_OBJECTIVE:_ Type the records out again in full, exactly.

▬▬▬▬▬▬▬▬▬▬

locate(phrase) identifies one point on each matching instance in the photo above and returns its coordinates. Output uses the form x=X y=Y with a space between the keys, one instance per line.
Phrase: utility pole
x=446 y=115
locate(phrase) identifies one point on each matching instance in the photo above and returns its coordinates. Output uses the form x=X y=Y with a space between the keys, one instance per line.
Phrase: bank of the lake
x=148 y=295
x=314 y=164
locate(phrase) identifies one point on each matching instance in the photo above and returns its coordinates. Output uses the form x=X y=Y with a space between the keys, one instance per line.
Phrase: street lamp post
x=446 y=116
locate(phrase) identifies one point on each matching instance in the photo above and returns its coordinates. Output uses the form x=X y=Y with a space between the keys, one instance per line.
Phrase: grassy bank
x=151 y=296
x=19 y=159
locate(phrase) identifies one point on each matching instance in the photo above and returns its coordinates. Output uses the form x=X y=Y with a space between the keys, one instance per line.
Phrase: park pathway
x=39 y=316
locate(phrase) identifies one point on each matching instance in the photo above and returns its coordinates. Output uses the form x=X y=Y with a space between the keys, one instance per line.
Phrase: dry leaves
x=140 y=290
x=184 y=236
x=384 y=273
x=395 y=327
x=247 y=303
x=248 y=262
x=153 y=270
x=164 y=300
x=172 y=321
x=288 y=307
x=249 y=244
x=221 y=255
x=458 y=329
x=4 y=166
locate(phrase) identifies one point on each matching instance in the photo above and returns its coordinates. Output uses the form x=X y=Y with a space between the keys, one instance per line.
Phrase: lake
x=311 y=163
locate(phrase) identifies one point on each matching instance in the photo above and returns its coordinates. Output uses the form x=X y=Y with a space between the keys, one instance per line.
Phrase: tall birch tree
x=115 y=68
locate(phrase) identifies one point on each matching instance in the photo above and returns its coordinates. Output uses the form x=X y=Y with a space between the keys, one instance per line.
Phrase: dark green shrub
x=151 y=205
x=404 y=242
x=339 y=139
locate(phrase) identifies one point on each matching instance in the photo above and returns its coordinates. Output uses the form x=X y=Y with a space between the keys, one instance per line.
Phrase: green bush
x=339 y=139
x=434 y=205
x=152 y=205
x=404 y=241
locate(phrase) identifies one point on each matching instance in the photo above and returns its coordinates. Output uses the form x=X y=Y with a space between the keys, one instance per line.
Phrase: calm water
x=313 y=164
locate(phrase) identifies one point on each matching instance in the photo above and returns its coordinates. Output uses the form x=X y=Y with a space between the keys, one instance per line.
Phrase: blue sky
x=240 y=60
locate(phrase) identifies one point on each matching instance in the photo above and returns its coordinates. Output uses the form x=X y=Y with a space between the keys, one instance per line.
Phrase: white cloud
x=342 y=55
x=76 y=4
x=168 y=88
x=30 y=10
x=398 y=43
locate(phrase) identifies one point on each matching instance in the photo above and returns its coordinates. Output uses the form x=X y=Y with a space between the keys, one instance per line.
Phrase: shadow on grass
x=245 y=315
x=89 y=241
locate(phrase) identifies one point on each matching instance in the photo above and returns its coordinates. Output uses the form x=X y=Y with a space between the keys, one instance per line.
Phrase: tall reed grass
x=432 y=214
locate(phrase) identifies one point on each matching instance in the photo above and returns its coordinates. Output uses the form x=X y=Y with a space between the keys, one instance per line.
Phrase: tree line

▬▬▬▬▬▬▬▬▬▬

_SOLUTION TO THE PROBLEM:_
locate(phrase) identifies one point on each matching instance in the photo above and returns its coordinates. Output uses the form x=X y=Y with a space between the keys, one instance per line.
Phrase: utility pole
x=446 y=115
locate(phrase) identifies one point on each matching instance in the photo above and returns its coordinates. Output uses the form x=X y=Y with a space between the keys, one instance per line.
Phrase: bank of the lake
x=148 y=295
x=314 y=164
locate(phrase) identifies one point on each matching instance in the photo above and returns its coordinates. Output uses the form x=X y=Y with a space between the keys, one instance per line.
Phrase: street lamp post
x=446 y=116
locate(phrase) identifies one point on each matching instance in the photo above and returns its coordinates. Output uses the form x=X y=Y with a space between the keys, one instance per line.
Phrase: grassy bank
x=151 y=296
x=19 y=159
locate(phrase) identifies one point on each matching instance in the photo above and returns its coordinates. Output uses the form x=X y=Y with a space between the keys, one instance per line.
Phrase: park pathway
x=39 y=316
locate(phrase) identifies one point on each matching instance in the photo above and returns its coordinates. Output uses the form x=X y=Y with a space between the keys, one instance per line.
Phrase: dry leaves
x=140 y=290
x=184 y=236
x=384 y=273
x=395 y=327
x=247 y=303
x=248 y=262
x=153 y=270
x=164 y=300
x=172 y=321
x=288 y=307
x=249 y=244
x=221 y=255
x=458 y=329
x=4 y=166
locate(phrase) identifies one point on each matching instance in the photo above and returns its coordinates. Output uses the form x=X y=Y with a space between the keys, one instance per line.
Phrase: lake
x=311 y=163
locate(phrase) identifies one point on each matching instance in the photo above and returns its coordinates. Output uses the form x=X y=Y with a space between the keys, one instance per line.
Phrase: tall birch tree
x=115 y=68
locate(phrase) identifies one point on each matching instance in the photo above and returns its coordinates. Output uses the form x=X y=Y with a space between the keys, one instance per line.
Phrase: dark green shrub
x=151 y=205
x=404 y=242
x=339 y=139
locate(phrase) identifies one point on each matching instance in the photo above and returns its coordinates. Output uses the form x=X y=Y with a space between the keys, one instance per line.
Phrase: green bush
x=339 y=139
x=434 y=205
x=152 y=205
x=404 y=241
locate(phrase) identifies one point on each matching instance in the photo above and returns its coordinates. Output uses the form x=X y=Y with a space between the keys, one instance per line.
Phrase: calm water
x=313 y=164
locate(phrase) identifies one point on each matching instance in the photo above and returns its coordinates. Output uses the form x=X y=Y with a space between the keys, one instance per line.
Phrase: blue sky
x=240 y=60
locate(phrase) identifies one point on each matching instance in the photo above and returns its coordinates. Output uses the form x=X y=Y with a space between the keys, one instance per line.
Phrase: white cloud
x=342 y=55
x=76 y=4
x=168 y=88
x=30 y=10
x=398 y=43
locate(phrase) identifies one point on each matching instance in the photo above and returns its coordinates. Output uses the form x=X y=Y with a space between the keys, one instance per line.
Phrase: shadow on grass
x=245 y=315
x=89 y=241
locate(phrase) identifies one point on each matching instance in the photo above and returns its coordinates. Output uses the form x=X y=Y with a space between the keys, one instance per line.
Phrase: tall reed grass
x=432 y=214
locate(phrase) identifies one point on each matching instance in the photo above and returns its coordinates. Output uses the form x=X y=Y with a space between the keys, one instance per line.
Phrase: tree line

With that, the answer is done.